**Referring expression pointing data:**
[Start of section]

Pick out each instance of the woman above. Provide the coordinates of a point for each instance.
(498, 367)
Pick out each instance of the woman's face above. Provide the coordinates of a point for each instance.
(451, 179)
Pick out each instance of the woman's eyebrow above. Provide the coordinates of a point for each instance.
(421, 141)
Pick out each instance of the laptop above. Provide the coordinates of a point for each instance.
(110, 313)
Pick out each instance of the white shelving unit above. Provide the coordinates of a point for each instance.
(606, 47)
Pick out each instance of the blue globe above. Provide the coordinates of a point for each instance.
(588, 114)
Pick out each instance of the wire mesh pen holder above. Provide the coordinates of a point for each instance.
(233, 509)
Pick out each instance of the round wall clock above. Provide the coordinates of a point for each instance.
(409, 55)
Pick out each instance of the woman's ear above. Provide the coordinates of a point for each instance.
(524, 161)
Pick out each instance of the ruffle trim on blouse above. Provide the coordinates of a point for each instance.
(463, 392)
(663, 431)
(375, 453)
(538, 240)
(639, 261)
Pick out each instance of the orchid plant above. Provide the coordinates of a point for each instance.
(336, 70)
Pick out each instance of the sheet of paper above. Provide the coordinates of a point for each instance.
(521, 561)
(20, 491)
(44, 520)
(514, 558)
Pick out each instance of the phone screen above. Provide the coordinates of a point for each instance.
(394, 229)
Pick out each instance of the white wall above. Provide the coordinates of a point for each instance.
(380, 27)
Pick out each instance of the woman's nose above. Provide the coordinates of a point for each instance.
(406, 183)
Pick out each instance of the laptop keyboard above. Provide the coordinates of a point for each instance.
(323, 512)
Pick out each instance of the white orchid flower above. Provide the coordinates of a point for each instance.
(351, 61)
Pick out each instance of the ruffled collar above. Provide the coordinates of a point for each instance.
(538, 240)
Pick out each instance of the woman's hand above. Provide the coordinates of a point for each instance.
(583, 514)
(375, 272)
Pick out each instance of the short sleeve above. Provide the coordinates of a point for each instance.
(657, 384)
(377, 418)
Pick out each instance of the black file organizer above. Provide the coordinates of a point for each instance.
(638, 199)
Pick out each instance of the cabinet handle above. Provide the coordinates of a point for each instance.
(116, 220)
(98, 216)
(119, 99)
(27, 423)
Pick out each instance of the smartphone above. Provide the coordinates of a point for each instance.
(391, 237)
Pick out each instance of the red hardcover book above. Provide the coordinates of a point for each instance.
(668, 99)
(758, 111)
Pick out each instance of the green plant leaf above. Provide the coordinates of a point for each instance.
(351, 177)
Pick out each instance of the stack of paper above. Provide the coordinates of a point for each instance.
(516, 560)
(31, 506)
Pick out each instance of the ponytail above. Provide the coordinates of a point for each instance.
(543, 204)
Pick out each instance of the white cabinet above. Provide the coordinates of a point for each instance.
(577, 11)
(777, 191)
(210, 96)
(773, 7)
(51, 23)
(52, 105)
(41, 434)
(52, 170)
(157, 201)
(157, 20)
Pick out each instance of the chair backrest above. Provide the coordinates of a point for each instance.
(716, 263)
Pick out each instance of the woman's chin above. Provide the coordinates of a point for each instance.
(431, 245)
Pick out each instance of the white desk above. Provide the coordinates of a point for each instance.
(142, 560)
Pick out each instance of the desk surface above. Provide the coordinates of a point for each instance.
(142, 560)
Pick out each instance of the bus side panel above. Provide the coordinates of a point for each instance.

[End of section]

**EXERCISE PROMPT:**
From the first line to the last, output the records word for word.

**ANSWER SECTION:**
Pick out each instance of the woman above. Provide the coordinates of a point for each instance.
(498, 367)
Pick out each instance of the woman's face above. Provide the coordinates of a point for each instance.
(451, 179)
Pick out each instance of the woman's eyebrow above. Provide the coordinates of a point for each instance.
(421, 141)
Pick out each instance of the laptop above. Provide the coordinates of a point for each instance.
(110, 313)
Pick out each instance of the white shelving unit above. Provide the coordinates of a point for each instance.
(606, 47)
Pick out each instance of the blue globe above. Provide the coordinates of a point for each instance.
(588, 114)
Pick out each instance of the wire mesh pen holder above. Provide the coordinates of a point for each instance.
(233, 509)
Pick out each instance of the round wall clock above. Provide the coordinates of a point for each instance.
(409, 55)
Pick out each instance of the woman's ear above. Provide the coordinates of a point for each instance.
(524, 161)
Pick out each instance of the ruffle trim on blouse above. Provide the coordinates of a point for each instance.
(463, 392)
(663, 431)
(375, 453)
(538, 240)
(639, 261)
Pick out each instance of the orchid plant above. Provide the coordinates of a point for each instance.
(336, 70)
Pick out each instance of the sheet of paper above. Provide the coordinates of a point for each instance.
(521, 561)
(20, 491)
(44, 520)
(514, 558)
Pick out each instance of the phone screen above. Provide the coordinates of a point for each instance.
(394, 229)
Pick out each instance of the white wall above. Provide the coordinates of a point for each instance.
(380, 27)
Pick out each instance of the woman's nose above. Provide the coordinates of a point for each instance.
(406, 183)
Pick out each instance of the laptop keyboard above. Provide the coordinates of a point for each instance.
(323, 512)
Pick out each instance of the white orchid flower above. Provide the coordinates of a point for each instance.
(351, 61)
Pick out each instance of the ruffled collar above. Provide the coordinates of a point for each instance.
(538, 240)
Pick out each instance of the woman's hand above. Provide the coordinates of a point for each instance.
(583, 514)
(375, 272)
Pick out each instance of the short sleeve above. Provide the coordinates of a point for each instance.
(657, 384)
(377, 418)
Pick out each instance of the black file organizer above. Provide the coordinates of a point for each instance.
(638, 199)
Pick out each instance of the cabinet handle above. Provide the coordinates of a point for each instance.
(116, 220)
(98, 216)
(119, 99)
(27, 423)
Pick out each instance of the smartphone above. Provide the coordinates of a point for each instance.
(391, 237)
Pick out each instance of the red hardcover book above. Provide the coordinates of a point for each instance.
(668, 99)
(758, 111)
Pick out each instance of the green plant leaf above. Provide the coordinates of a point for each instance.
(351, 177)
Pick out each instance of the stack of paper above. Provide the coordinates of a point for each instance.
(516, 560)
(31, 506)
Pick out each instance of the ponytail above. Provide the coordinates of a point for each instance.
(543, 204)
Pick out each instance of the white cabinet above. Provide the coordinates of a point for each instance.
(577, 11)
(777, 191)
(210, 96)
(773, 7)
(51, 23)
(52, 105)
(41, 434)
(52, 170)
(157, 201)
(157, 20)
Pick out each instance of the chair backrest above. Provide the coordinates of a point for each instance.
(716, 263)
Pick out each instance of the woman's chin above. Provide the coordinates of a point for each instance.
(431, 245)
Pick out each instance of the white desk above. Provide the coordinates of a point for each instance.
(142, 560)
Pick out each instance of the desk surface above. Provide the coordinates of a point for each instance.
(142, 560)
Pick out each instance of the bus side panel above. Provide the coordinates of a point for each instance.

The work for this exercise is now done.